◆ Task prompt
What is needed is the run of lines from the one with "Target: white lane marking" through the close of the data, set down exactly.

◆ Supplied entries
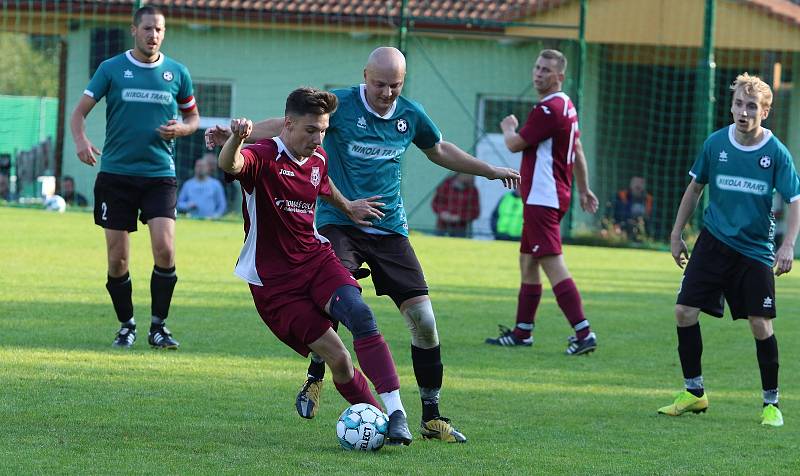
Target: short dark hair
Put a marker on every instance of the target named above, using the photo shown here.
(146, 10)
(307, 100)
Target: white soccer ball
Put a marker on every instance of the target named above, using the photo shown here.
(55, 203)
(362, 427)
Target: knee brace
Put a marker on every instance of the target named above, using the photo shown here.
(422, 324)
(349, 308)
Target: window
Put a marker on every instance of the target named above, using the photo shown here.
(105, 43)
(492, 110)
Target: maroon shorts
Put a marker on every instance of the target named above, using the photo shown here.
(541, 231)
(293, 307)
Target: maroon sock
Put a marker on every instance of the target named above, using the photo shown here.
(376, 362)
(528, 302)
(356, 390)
(569, 300)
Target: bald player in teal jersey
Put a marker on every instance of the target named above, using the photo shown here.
(368, 136)
(742, 164)
(144, 91)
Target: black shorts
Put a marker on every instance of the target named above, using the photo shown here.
(119, 199)
(716, 271)
(396, 271)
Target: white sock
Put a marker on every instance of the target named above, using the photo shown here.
(392, 402)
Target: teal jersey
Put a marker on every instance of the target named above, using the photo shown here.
(741, 182)
(365, 150)
(140, 97)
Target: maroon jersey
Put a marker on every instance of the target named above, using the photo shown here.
(279, 201)
(550, 131)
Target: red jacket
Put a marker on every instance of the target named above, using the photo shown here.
(463, 202)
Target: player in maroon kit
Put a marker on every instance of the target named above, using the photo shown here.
(550, 145)
(299, 287)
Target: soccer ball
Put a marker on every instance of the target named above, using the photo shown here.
(362, 427)
(55, 203)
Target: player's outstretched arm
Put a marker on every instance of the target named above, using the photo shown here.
(266, 129)
(588, 200)
(86, 151)
(358, 211)
(230, 157)
(680, 253)
(785, 255)
(449, 156)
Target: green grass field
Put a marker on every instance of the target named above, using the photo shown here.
(223, 403)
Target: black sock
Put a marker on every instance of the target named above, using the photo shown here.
(690, 350)
(316, 369)
(429, 371)
(162, 283)
(767, 354)
(120, 290)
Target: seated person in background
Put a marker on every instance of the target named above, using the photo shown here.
(69, 194)
(202, 196)
(507, 217)
(456, 204)
(633, 208)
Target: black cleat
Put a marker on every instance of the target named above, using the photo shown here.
(161, 338)
(508, 339)
(398, 433)
(581, 347)
(125, 338)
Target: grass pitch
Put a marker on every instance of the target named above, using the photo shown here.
(223, 403)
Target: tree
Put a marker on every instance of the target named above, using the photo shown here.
(27, 71)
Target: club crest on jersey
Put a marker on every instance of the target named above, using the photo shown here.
(315, 177)
(402, 126)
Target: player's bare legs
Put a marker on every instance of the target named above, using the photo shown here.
(690, 351)
(428, 368)
(567, 297)
(119, 286)
(162, 280)
(347, 306)
(349, 381)
(767, 355)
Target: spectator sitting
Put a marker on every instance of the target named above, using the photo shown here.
(456, 204)
(507, 217)
(633, 208)
(202, 196)
(69, 194)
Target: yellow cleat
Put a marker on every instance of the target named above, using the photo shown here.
(771, 416)
(685, 402)
(307, 401)
(440, 428)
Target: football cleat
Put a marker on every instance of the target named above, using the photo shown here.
(508, 339)
(398, 433)
(125, 338)
(307, 401)
(772, 416)
(440, 428)
(685, 402)
(584, 346)
(161, 338)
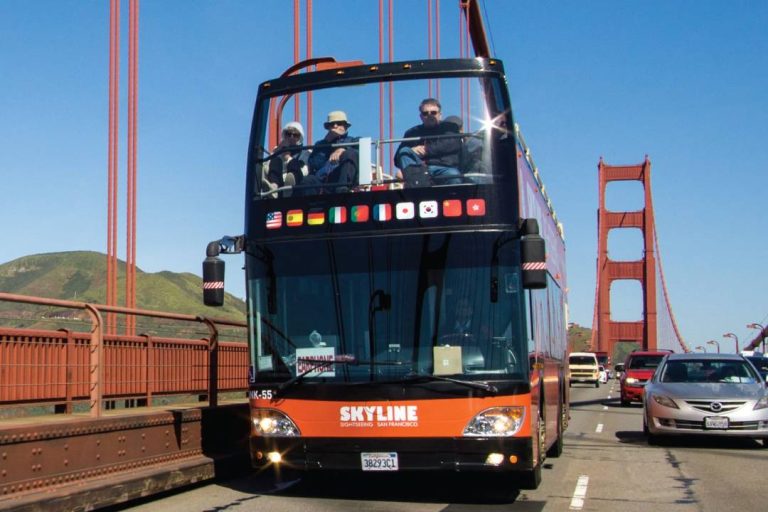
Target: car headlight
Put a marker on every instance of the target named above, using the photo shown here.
(272, 423)
(665, 401)
(496, 422)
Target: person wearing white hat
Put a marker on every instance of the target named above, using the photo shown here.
(331, 163)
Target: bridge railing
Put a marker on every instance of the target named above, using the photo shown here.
(64, 367)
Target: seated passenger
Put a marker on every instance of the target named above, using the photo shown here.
(429, 158)
(290, 166)
(332, 164)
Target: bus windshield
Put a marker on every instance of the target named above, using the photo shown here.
(458, 139)
(389, 308)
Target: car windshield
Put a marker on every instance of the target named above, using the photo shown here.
(582, 360)
(644, 362)
(761, 363)
(709, 371)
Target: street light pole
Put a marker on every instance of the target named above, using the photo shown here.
(762, 332)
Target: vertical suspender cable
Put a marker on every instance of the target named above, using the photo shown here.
(391, 84)
(467, 118)
(380, 153)
(429, 43)
(296, 53)
(133, 84)
(461, 55)
(309, 56)
(114, 77)
(437, 44)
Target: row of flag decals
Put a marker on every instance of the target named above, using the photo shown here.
(379, 213)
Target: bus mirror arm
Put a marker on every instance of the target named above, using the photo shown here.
(213, 268)
(533, 255)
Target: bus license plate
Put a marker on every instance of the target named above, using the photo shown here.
(379, 461)
(716, 422)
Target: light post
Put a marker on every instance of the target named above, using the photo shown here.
(735, 338)
(762, 332)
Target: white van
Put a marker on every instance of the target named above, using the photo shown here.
(584, 368)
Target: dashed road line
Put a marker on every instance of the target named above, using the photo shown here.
(580, 493)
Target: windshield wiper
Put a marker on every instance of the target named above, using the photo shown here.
(315, 364)
(484, 386)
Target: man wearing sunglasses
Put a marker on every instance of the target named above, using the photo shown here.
(290, 166)
(330, 163)
(431, 151)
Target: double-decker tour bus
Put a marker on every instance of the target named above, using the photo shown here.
(393, 325)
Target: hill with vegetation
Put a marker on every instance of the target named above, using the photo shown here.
(81, 276)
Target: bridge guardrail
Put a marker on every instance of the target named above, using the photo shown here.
(62, 367)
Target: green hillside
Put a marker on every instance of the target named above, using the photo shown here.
(81, 276)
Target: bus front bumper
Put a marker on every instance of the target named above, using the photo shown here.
(455, 454)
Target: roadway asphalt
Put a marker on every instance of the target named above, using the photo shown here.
(607, 465)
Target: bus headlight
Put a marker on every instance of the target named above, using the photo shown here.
(496, 421)
(272, 423)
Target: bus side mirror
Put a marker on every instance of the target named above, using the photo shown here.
(213, 281)
(213, 268)
(533, 255)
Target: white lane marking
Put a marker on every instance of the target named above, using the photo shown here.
(577, 502)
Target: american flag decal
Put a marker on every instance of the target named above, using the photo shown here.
(274, 220)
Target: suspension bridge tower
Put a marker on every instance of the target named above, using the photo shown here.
(606, 332)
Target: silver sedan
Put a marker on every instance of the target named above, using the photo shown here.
(706, 394)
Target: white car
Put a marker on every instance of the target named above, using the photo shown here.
(603, 375)
(706, 394)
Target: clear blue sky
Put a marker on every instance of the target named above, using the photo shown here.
(682, 81)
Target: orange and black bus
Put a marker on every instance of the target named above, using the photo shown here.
(355, 293)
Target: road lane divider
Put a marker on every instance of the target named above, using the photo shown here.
(580, 493)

◆ Result for this task
Target: white lane marking
Put a marker on every instance of the target named above, using the photo shown here.
(577, 502)
Target: american flag decal
Put a marker on every instance of the target named above, using the photo shown here.
(274, 220)
Target: suspension bridge tower
Put a marker on every instance of the target named above, using the photo shown here.
(606, 332)
Target: silver sedan
Put a marker on every instance of the target named above, using the photo shown here.
(706, 394)
Target: white car
Put a marker on every instance of the target named above, using the photo shown here.
(603, 375)
(706, 394)
Target: clear blue sky
Put a marker on every instance of the target named above, using the photo shown here.
(682, 81)
Target: orange and black bus
Put a marker on every instance of the target named above, using the photo shown here.
(355, 293)
Target: road lane divider
Put a marker on every instance of the target named above, using the photo shown here.
(580, 493)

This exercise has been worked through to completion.